Materiale grezzo:
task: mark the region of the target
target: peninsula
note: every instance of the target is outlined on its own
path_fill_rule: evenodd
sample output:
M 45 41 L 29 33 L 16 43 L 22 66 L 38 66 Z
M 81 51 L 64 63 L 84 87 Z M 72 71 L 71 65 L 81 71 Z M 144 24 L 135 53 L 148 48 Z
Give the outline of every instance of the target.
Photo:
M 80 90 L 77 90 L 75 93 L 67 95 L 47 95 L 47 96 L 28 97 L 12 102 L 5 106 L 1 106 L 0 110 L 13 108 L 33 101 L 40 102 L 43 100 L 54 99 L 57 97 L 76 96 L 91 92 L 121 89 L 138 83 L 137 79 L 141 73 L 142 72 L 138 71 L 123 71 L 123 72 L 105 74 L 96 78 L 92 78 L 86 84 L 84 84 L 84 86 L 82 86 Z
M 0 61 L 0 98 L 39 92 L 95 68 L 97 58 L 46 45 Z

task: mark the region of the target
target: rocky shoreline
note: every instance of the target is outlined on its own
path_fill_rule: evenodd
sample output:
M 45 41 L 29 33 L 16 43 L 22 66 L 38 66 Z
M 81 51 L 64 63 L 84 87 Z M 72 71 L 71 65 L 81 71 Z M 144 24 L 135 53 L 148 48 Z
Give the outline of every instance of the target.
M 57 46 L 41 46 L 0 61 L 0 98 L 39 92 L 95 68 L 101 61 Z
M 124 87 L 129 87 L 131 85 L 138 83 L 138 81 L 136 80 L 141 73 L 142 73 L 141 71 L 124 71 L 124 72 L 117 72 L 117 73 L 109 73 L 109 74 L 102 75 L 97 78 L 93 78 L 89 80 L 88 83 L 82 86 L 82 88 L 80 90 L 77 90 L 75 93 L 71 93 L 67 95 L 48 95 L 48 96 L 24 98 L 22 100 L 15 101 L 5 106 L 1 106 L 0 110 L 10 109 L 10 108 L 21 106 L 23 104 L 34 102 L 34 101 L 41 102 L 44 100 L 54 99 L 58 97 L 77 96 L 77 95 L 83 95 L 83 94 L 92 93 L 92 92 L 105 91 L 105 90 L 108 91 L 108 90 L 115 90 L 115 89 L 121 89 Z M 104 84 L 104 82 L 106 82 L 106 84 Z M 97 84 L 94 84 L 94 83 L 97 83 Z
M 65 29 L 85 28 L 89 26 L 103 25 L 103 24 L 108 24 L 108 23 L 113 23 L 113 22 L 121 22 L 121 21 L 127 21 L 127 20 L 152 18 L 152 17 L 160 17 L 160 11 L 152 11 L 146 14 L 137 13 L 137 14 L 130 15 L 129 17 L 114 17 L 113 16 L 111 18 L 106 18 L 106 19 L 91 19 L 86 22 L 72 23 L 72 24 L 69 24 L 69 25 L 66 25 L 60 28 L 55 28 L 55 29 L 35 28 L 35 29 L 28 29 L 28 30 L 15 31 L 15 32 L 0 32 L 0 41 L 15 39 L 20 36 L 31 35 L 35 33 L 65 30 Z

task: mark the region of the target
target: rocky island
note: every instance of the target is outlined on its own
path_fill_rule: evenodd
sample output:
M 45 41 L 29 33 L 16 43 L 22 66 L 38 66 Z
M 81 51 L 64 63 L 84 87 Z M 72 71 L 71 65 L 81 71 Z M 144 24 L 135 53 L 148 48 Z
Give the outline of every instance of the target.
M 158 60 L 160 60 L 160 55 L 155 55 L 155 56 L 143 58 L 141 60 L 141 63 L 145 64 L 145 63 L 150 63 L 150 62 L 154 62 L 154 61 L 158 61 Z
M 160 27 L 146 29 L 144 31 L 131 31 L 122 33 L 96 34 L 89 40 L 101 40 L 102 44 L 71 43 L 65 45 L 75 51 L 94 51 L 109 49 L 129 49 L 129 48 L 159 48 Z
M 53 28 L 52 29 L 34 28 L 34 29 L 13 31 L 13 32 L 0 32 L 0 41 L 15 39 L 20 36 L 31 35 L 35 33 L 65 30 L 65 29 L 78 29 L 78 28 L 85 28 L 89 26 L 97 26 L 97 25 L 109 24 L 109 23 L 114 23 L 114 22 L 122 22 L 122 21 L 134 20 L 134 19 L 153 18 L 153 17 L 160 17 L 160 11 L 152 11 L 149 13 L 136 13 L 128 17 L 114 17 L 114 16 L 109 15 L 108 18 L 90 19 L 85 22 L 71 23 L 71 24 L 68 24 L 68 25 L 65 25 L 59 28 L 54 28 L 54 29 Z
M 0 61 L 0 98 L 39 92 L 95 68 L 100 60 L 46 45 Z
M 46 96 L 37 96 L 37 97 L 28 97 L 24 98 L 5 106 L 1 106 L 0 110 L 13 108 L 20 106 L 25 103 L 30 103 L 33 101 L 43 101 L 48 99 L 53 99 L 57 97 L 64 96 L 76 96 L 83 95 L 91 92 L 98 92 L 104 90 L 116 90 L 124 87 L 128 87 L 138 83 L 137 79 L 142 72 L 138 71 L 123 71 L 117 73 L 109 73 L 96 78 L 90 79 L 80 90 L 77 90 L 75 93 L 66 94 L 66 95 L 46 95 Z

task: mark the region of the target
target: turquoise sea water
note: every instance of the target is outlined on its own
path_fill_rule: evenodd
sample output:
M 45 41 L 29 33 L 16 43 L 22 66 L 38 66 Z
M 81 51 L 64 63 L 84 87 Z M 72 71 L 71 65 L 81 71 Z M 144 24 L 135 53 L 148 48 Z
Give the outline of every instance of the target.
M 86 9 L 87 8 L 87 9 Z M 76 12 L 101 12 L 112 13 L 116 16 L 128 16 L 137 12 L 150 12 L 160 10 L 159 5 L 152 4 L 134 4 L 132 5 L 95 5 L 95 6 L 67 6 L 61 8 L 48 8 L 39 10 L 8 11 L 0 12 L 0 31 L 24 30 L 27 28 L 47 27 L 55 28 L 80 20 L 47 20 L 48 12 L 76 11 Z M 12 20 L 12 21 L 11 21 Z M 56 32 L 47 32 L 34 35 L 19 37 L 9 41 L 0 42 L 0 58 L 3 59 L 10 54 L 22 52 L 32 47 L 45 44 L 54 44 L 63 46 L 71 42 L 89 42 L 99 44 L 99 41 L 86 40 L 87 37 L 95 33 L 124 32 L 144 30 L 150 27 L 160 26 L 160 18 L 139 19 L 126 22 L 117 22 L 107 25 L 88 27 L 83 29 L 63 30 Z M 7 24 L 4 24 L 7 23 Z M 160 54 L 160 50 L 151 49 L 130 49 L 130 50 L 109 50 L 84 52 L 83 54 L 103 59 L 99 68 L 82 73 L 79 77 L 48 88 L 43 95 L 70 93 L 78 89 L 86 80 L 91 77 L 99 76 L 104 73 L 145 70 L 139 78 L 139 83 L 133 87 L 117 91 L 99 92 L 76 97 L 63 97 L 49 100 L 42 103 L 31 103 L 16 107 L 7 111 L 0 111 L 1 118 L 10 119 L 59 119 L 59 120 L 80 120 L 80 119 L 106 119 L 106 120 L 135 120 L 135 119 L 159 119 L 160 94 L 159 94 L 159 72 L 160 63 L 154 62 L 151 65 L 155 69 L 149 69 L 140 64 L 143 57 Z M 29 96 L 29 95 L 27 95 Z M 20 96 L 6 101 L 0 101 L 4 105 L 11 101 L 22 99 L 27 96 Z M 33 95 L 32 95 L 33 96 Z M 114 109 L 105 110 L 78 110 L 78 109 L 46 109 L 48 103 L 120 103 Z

*Consegna*: Riscrivi tutto il materiale sostituendo ogni occorrenza della parola "instance" con "occurrence". Non modificare nient'altro.

*Risposta corretta*:
task: mark the region of the target
target: peninsula
note: every occurrence of the target is outlined on its own
path_fill_rule: evenodd
sample output:
M 45 41 L 29 33 L 16 43 L 22 66 L 38 66 Z
M 81 51 L 64 63 L 84 87 Z M 72 71 L 71 65 L 81 71 Z M 144 24 L 135 53 L 148 48 Z
Give the outline of every occurrence of the target.
Photo:
M 80 90 L 77 90 L 75 93 L 67 95 L 47 95 L 47 96 L 28 97 L 12 102 L 5 106 L 1 106 L 0 110 L 13 108 L 33 101 L 40 102 L 43 100 L 54 99 L 57 97 L 76 96 L 91 92 L 121 89 L 138 83 L 137 79 L 141 73 L 142 72 L 138 71 L 123 71 L 123 72 L 105 74 L 96 78 L 92 78 L 86 84 L 84 84 L 84 86 L 82 86 Z
M 0 61 L 0 98 L 39 92 L 95 68 L 97 58 L 46 45 Z

task: mark the region of the target
target: rocky shoreline
note: every occurrence of the target is outlined on its own
path_fill_rule: evenodd
sample output:
M 45 41 L 29 33 L 16 43 L 22 66 L 38 66 Z
M 81 51 L 64 63 L 84 87 Z M 72 71 L 71 65 L 81 71 Z M 144 24 L 135 53 L 148 48 Z
Give the outline of every occurrence of the target.
M 57 46 L 41 46 L 0 61 L 0 98 L 39 92 L 95 68 L 101 61 Z
M 124 87 L 129 87 L 131 85 L 138 83 L 138 81 L 136 80 L 141 73 L 142 73 L 141 71 L 124 71 L 124 72 L 117 72 L 117 73 L 109 73 L 109 74 L 102 75 L 97 78 L 93 78 L 89 80 L 88 83 L 82 86 L 82 88 L 80 90 L 77 90 L 75 93 L 71 93 L 67 95 L 48 95 L 48 96 L 24 98 L 22 100 L 15 101 L 5 106 L 1 106 L 0 110 L 10 109 L 10 108 L 21 106 L 23 104 L 34 102 L 34 101 L 41 102 L 44 100 L 54 99 L 58 97 L 77 96 L 77 95 L 83 95 L 83 94 L 92 93 L 92 92 L 105 91 L 105 90 L 108 91 L 108 90 L 115 90 L 115 89 L 121 89 Z M 104 84 L 104 82 L 106 82 L 106 84 Z M 97 84 L 94 84 L 94 83 L 97 83 Z
M 65 29 L 85 28 L 89 26 L 103 25 L 103 24 L 108 24 L 108 23 L 113 23 L 113 22 L 121 22 L 121 21 L 127 21 L 127 20 L 152 18 L 152 17 L 160 17 L 160 11 L 152 11 L 146 14 L 137 13 L 137 14 L 130 15 L 129 17 L 114 17 L 113 16 L 111 18 L 106 18 L 106 19 L 91 19 L 86 22 L 72 23 L 72 24 L 69 24 L 69 25 L 66 25 L 60 28 L 55 28 L 55 29 L 35 28 L 35 29 L 28 29 L 28 30 L 15 31 L 15 32 L 0 32 L 0 41 L 15 39 L 20 36 L 31 35 L 35 33 L 65 30 Z

task: mark the region of the target
target: rocky island
note: every occurrence of the target is outlined on its own
path_fill_rule: evenodd
sample output:
M 45 41 L 29 33 L 16 43 L 22 66 L 38 66 Z
M 81 51 L 64 63 L 84 87 Z M 72 71 L 71 65 L 81 71 Z M 144 24 L 135 53 L 148 48 Z
Give the outline of every occurrence of the target.
M 158 60 L 160 60 L 160 55 L 155 55 L 155 56 L 143 58 L 141 60 L 141 63 L 145 64 L 145 63 L 150 63 L 150 62 L 154 62 L 154 61 L 158 61 Z
M 160 27 L 146 29 L 144 31 L 131 31 L 122 33 L 96 34 L 89 40 L 101 40 L 102 44 L 71 43 L 65 45 L 75 51 L 94 51 L 109 49 L 129 49 L 129 48 L 159 48 Z
M 53 28 L 52 29 L 34 28 L 34 29 L 13 31 L 13 32 L 0 32 L 0 41 L 15 39 L 20 36 L 31 35 L 35 33 L 65 30 L 65 29 L 78 29 L 78 28 L 85 28 L 89 26 L 97 26 L 97 25 L 109 24 L 109 23 L 114 23 L 114 22 L 122 22 L 122 21 L 134 20 L 134 19 L 153 18 L 153 17 L 160 17 L 160 11 L 152 11 L 149 13 L 136 13 L 128 17 L 114 17 L 114 16 L 109 15 L 108 18 L 90 19 L 85 22 L 71 23 L 71 24 L 68 24 L 68 25 L 65 25 L 59 28 L 54 28 L 54 29 Z
M 0 61 L 0 98 L 39 92 L 95 68 L 100 60 L 46 45 Z
M 46 96 L 37 96 L 37 97 L 28 97 L 24 98 L 5 106 L 1 106 L 0 110 L 13 108 L 20 106 L 25 103 L 30 103 L 33 101 L 43 101 L 48 99 L 53 99 L 57 97 L 64 96 L 76 96 L 83 95 L 91 92 L 98 92 L 104 90 L 116 90 L 124 87 L 128 87 L 138 83 L 137 79 L 142 72 L 138 71 L 123 71 L 117 73 L 109 73 L 96 78 L 90 79 L 80 90 L 77 90 L 75 93 L 66 94 L 66 95 L 46 95 Z

task: mark the region of the target
target: turquoise sea water
note: every occurrence of the target is outlined on its own
path_fill_rule: evenodd
sample output:
M 45 41 L 29 33 L 16 43 L 22 66 L 38 66 Z
M 81 51 L 64 63 L 84 87 Z M 72 71 L 71 65 L 81 71 Z M 144 24 L 135 53 L 148 48 Z
Give the outline of every occurrence of the target.
M 86 9 L 87 8 L 87 9 Z M 76 12 L 101 12 L 112 13 L 116 16 L 128 16 L 137 12 L 150 12 L 160 10 L 159 5 L 152 4 L 134 4 L 132 5 L 95 5 L 95 6 L 67 6 L 61 8 L 48 8 L 39 10 L 8 11 L 0 12 L 0 31 L 24 30 L 27 28 L 47 27 L 55 28 L 80 20 L 47 20 L 48 12 L 76 11 Z M 12 20 L 12 21 L 11 21 Z M 56 32 L 47 32 L 34 35 L 19 37 L 9 41 L 0 42 L 0 58 L 3 59 L 10 54 L 22 52 L 32 47 L 45 44 L 54 44 L 63 46 L 71 42 L 89 42 L 99 44 L 99 41 L 86 40 L 87 37 L 95 33 L 124 32 L 144 30 L 150 27 L 160 26 L 160 18 L 139 19 L 126 22 L 117 22 L 107 25 L 88 27 L 83 29 L 63 30 Z M 7 24 L 4 24 L 7 23 Z M 160 54 L 160 50 L 151 49 L 130 49 L 130 50 L 109 50 L 84 52 L 83 54 L 103 59 L 99 68 L 82 73 L 79 77 L 48 88 L 43 95 L 70 93 L 78 89 L 86 80 L 91 77 L 99 76 L 104 73 L 145 70 L 139 78 L 139 83 L 133 87 L 117 91 L 99 92 L 76 97 L 63 97 L 49 100 L 42 103 L 31 103 L 16 107 L 7 111 L 0 111 L 1 118 L 10 119 L 59 119 L 59 120 L 80 120 L 80 119 L 106 119 L 106 120 L 135 120 L 135 119 L 159 119 L 160 94 L 159 94 L 159 72 L 160 63 L 154 62 L 151 65 L 155 69 L 149 69 L 140 64 L 143 57 Z M 29 96 L 29 95 L 27 95 Z M 20 96 L 6 101 L 0 101 L 4 105 L 11 101 L 22 99 L 27 96 Z M 33 95 L 32 95 L 33 96 Z M 114 109 L 105 110 L 78 110 L 78 109 L 46 109 L 48 103 L 120 103 Z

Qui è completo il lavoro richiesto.